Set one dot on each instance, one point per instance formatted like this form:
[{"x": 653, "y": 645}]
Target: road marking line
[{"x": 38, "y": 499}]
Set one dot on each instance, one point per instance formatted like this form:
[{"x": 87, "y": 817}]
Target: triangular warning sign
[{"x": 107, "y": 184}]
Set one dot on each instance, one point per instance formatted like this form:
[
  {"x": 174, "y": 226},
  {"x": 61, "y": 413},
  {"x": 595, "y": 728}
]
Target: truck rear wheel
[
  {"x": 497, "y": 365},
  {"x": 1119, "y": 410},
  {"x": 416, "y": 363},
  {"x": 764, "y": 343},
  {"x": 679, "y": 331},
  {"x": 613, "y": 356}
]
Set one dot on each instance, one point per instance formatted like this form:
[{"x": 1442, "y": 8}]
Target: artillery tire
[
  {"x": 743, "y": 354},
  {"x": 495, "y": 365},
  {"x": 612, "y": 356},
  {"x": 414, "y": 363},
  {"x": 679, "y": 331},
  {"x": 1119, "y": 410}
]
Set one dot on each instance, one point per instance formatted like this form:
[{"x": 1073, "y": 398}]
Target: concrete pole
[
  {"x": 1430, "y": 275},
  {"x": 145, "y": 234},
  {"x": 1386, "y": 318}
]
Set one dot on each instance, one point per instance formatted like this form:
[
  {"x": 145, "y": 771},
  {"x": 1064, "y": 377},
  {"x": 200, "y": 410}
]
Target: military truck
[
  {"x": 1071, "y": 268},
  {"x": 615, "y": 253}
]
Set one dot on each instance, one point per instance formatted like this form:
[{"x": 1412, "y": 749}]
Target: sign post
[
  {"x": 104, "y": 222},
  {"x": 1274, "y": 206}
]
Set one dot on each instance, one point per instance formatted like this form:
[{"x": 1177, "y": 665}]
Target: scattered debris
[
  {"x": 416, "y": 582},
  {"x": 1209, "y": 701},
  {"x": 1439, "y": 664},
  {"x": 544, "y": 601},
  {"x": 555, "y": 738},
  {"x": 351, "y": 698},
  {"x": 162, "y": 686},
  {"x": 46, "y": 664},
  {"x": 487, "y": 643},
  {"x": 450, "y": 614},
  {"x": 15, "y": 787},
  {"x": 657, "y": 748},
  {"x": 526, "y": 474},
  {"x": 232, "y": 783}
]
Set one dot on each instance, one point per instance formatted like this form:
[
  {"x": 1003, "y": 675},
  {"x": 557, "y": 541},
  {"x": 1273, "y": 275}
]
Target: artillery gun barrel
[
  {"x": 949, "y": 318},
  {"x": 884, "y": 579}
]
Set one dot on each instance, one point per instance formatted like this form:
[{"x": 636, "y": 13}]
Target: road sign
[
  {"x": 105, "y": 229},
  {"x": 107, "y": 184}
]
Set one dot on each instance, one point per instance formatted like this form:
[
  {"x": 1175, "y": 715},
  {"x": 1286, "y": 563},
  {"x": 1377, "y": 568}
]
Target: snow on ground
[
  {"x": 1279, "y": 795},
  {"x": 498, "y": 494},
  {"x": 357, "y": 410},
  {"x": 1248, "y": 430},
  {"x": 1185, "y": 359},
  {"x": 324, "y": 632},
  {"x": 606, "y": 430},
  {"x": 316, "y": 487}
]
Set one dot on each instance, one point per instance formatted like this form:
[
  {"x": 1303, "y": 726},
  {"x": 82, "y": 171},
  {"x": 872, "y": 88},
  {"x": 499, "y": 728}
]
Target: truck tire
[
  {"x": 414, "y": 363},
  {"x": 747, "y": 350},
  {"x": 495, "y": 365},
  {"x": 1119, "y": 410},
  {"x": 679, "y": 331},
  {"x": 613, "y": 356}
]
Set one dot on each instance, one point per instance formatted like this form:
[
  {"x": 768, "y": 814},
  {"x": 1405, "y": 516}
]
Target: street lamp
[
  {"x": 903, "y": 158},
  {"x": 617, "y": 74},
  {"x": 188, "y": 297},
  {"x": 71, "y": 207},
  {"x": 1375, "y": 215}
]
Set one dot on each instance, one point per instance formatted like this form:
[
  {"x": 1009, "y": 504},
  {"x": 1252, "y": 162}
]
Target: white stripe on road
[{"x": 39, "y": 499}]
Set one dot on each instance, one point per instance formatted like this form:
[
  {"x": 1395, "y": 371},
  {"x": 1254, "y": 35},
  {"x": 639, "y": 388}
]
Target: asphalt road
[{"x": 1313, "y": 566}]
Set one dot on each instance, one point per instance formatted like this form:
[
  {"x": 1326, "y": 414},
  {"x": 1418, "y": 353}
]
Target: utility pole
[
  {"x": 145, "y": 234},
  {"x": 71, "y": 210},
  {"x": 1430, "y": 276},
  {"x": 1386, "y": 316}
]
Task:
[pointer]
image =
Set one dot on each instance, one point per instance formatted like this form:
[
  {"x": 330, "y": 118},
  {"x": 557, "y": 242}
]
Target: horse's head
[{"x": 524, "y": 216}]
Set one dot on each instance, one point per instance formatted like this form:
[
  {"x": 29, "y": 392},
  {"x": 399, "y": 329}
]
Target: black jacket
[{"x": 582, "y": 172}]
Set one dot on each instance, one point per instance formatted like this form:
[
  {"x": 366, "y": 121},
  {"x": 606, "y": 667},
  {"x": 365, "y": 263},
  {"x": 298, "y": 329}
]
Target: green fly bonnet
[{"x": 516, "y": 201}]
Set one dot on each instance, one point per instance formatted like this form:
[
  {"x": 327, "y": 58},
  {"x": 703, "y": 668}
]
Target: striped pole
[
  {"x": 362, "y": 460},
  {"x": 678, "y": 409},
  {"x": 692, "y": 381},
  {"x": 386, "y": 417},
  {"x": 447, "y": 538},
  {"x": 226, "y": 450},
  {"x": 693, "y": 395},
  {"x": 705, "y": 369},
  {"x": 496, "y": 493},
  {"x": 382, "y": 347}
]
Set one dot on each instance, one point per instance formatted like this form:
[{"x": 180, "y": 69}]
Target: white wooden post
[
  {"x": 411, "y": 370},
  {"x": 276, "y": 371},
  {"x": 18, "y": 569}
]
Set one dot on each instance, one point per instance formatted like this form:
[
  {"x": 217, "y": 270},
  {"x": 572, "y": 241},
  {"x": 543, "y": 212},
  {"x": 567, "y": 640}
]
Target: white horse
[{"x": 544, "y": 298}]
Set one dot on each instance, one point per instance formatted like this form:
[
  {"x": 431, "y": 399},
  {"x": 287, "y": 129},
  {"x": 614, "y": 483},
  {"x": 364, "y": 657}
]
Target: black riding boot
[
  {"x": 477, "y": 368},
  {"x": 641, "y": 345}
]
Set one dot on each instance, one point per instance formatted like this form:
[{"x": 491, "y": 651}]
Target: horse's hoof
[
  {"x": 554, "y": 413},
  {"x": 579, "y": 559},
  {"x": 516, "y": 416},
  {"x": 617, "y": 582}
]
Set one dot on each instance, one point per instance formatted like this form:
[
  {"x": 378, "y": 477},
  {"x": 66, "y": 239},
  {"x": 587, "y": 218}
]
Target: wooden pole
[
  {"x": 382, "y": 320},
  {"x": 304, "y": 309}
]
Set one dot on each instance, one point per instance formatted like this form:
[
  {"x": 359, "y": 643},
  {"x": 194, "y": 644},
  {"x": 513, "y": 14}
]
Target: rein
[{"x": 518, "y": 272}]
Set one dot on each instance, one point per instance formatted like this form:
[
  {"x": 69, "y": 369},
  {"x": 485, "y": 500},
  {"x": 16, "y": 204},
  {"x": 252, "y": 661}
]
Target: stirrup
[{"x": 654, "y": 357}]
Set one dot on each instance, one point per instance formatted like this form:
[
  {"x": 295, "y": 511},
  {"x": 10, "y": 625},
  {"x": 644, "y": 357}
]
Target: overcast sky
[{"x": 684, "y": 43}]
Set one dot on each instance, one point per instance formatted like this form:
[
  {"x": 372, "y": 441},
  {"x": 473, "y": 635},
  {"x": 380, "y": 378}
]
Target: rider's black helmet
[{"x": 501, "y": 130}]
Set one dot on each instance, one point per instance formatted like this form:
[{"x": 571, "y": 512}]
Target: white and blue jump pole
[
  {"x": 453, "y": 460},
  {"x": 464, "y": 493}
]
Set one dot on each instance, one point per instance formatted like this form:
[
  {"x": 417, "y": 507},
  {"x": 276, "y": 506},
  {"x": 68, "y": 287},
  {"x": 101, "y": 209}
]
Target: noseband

[Problem requirements] Write out exactly those lines of the records above that lie from the one with "Target: wooden pole" through the last line, including both.

[Answer to the problem]
Target: wooden pole
[
  {"x": 382, "y": 320},
  {"x": 304, "y": 309}
]
Set one dot on each instance, one point per instance formatted like this form:
[
  {"x": 359, "y": 643},
  {"x": 194, "y": 644},
  {"x": 513, "y": 14}
]
Target: rein
[{"x": 518, "y": 272}]
Set one dot on each instance, one point per instance formatted like this form:
[
  {"x": 69, "y": 369},
  {"x": 485, "y": 500},
  {"x": 16, "y": 204},
  {"x": 252, "y": 661}
]
Target: stirrup
[{"x": 654, "y": 357}]
Set one dot on each instance, one point per instance formatted like this form:
[
  {"x": 295, "y": 511},
  {"x": 10, "y": 625},
  {"x": 644, "y": 357}
]
Target: overcast sky
[{"x": 684, "y": 43}]
Set one dot on each instance, one point per instance formatted like this form:
[
  {"x": 372, "y": 441},
  {"x": 473, "y": 635},
  {"x": 380, "y": 378}
]
Target: rider's black helmet
[{"x": 501, "y": 130}]
Set one dot on each instance, one point per instance formatted like this form:
[{"x": 571, "y": 512}]
Target: white and blue jump pole
[
  {"x": 453, "y": 460},
  {"x": 464, "y": 493}
]
Set one dot on each instance, one point per instance formatted like this form:
[
  {"x": 417, "y": 507},
  {"x": 276, "y": 506},
  {"x": 68, "y": 287},
  {"x": 101, "y": 209}
]
Target: noseband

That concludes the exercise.